— begin DATA ENTRIES —

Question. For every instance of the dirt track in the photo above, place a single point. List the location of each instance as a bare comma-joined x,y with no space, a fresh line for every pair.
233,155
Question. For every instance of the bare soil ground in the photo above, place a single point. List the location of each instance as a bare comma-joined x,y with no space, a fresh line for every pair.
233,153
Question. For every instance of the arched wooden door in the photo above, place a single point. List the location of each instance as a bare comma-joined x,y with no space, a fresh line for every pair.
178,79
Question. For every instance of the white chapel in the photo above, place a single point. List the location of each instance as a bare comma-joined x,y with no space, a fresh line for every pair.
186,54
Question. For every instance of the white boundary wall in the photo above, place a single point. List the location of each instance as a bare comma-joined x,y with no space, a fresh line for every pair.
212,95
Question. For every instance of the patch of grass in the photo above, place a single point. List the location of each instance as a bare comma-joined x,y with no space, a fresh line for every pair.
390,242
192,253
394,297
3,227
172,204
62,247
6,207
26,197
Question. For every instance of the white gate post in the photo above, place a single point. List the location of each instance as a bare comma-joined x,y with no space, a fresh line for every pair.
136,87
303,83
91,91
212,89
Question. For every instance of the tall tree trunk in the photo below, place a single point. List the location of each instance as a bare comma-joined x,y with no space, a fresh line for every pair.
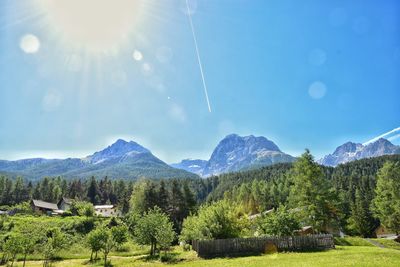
23,265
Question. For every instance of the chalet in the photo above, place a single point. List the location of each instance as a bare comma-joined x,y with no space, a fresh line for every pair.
45,207
64,204
106,210
254,216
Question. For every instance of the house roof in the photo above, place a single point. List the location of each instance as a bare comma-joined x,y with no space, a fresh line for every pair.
251,217
44,205
97,207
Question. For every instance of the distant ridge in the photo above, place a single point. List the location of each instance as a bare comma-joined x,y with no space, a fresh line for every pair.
127,160
353,151
234,153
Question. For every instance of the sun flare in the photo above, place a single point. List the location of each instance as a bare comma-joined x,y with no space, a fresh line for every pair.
95,25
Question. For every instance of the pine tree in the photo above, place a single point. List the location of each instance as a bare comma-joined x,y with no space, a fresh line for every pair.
190,201
162,197
92,192
386,204
311,194
361,221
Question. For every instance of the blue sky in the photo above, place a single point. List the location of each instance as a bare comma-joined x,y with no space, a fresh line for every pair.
302,73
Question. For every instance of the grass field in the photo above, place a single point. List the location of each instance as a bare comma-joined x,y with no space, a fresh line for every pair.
341,256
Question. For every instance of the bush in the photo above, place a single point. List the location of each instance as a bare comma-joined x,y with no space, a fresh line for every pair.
214,221
280,222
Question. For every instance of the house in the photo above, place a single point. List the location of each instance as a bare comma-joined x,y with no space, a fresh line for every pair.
382,232
64,204
45,207
106,210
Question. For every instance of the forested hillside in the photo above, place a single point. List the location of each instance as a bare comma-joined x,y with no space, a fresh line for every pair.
352,188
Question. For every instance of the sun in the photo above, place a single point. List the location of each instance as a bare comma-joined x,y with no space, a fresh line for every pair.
95,25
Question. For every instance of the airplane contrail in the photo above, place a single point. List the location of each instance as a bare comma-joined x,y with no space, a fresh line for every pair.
384,135
198,56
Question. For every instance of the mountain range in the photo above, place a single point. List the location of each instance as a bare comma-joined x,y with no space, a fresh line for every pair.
129,160
122,159
235,153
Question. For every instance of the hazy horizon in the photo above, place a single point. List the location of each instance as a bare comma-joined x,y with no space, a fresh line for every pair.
305,75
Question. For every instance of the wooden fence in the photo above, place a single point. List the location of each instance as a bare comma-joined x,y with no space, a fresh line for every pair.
237,246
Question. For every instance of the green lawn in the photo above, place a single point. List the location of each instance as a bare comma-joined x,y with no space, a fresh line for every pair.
341,256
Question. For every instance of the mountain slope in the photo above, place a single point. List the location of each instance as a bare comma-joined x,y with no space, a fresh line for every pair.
122,159
236,153
191,165
352,151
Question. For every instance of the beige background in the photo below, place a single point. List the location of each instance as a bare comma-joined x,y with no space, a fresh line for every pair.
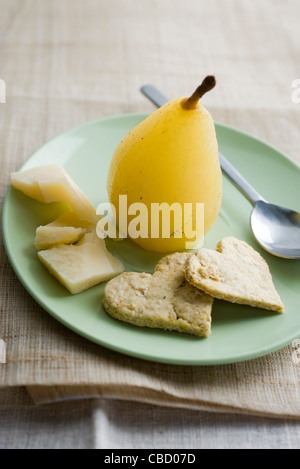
71,61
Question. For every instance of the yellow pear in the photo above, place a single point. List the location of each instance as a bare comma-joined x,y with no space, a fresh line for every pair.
171,157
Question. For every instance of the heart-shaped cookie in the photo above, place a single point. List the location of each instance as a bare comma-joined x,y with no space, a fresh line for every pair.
234,272
162,300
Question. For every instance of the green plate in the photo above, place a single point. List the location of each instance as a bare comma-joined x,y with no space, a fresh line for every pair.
238,332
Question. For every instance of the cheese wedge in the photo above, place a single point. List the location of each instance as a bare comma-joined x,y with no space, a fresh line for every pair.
52,183
66,229
81,266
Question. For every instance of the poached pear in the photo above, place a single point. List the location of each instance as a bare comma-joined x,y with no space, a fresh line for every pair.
170,157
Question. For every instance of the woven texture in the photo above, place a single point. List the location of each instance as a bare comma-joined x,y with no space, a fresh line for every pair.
68,62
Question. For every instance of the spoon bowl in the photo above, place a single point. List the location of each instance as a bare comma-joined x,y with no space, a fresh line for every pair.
276,228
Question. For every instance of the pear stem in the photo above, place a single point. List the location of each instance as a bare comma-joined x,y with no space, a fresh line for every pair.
208,84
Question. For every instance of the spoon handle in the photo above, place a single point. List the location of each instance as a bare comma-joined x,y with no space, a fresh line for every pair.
240,182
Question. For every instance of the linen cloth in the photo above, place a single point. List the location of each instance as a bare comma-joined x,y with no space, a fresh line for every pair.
68,62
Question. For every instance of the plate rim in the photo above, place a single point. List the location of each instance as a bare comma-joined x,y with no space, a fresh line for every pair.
102,342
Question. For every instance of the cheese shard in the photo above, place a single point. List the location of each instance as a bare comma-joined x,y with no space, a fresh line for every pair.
66,229
47,236
52,183
81,266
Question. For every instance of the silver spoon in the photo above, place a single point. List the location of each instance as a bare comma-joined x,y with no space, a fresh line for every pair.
276,228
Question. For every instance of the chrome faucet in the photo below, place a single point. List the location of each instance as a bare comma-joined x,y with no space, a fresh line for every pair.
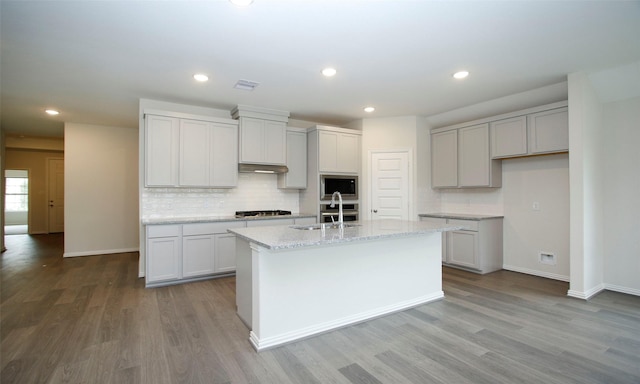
333,204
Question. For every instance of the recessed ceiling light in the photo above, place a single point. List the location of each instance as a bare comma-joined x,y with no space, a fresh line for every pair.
241,3
201,77
461,74
246,85
328,72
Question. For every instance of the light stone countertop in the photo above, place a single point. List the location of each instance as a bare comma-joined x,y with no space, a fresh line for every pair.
460,216
287,237
215,218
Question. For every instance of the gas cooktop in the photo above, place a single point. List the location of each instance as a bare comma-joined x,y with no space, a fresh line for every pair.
262,213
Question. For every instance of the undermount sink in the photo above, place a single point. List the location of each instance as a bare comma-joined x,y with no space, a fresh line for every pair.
319,226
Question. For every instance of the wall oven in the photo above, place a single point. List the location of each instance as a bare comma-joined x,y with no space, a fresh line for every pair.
347,185
349,213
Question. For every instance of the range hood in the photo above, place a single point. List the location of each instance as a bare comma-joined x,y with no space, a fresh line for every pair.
262,168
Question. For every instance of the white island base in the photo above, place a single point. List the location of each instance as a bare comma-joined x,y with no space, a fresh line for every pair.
288,294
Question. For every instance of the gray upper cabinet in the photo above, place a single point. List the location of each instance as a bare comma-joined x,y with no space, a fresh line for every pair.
475,167
533,134
296,154
263,135
338,150
162,136
262,141
467,155
444,159
460,158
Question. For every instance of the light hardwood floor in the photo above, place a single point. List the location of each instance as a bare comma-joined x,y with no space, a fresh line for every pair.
90,320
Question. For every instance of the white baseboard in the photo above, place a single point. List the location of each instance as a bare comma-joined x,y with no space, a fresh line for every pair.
617,288
274,341
586,295
534,272
100,252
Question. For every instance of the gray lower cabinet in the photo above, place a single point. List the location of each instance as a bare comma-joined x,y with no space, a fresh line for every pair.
177,253
184,252
476,248
164,253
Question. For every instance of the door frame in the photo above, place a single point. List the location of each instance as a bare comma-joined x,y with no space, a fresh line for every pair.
47,186
371,152
29,197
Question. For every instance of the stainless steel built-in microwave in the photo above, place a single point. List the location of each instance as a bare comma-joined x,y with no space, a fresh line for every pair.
347,185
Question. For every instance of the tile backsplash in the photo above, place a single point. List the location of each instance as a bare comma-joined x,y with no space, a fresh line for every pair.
254,192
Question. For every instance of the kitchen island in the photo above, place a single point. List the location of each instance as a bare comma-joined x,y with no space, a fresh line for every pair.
296,281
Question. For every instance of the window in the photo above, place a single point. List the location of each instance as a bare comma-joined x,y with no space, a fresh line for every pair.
16,191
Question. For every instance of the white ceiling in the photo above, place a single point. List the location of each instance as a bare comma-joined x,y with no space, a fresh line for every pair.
93,60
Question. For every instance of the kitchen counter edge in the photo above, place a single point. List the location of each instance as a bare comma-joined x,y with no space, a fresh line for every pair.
287,237
460,216
212,219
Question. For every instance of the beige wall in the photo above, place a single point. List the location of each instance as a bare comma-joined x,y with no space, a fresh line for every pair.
621,192
101,190
36,162
527,232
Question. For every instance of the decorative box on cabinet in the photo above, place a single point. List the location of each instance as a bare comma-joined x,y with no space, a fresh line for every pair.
296,155
508,137
549,131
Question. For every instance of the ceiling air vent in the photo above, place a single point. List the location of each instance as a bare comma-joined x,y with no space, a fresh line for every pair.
246,85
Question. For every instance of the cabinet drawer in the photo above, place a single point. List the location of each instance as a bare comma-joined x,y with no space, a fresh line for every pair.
269,222
469,225
163,230
210,228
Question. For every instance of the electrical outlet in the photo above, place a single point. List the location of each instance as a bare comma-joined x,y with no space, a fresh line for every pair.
547,258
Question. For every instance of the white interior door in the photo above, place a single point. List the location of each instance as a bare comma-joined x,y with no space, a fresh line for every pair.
390,185
55,169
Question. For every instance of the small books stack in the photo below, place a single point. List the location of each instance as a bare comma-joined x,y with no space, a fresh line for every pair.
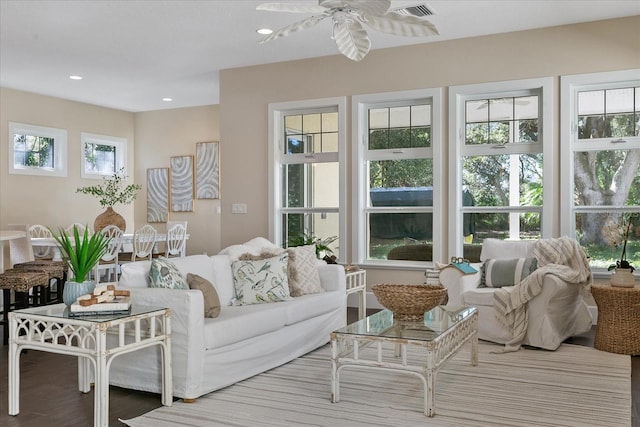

— end DATA ENTRIES —

__WHAT YOU WILL DO__. Extract every line above that contains the word "flare", copying each such line in full.

__SOLUTION TO THIS TASK__.
Question. For every instance of the sun flare in the photo above, place a single point. List the location of each instance as a bare comma-joined x,y with no space, a fresh line for every pair.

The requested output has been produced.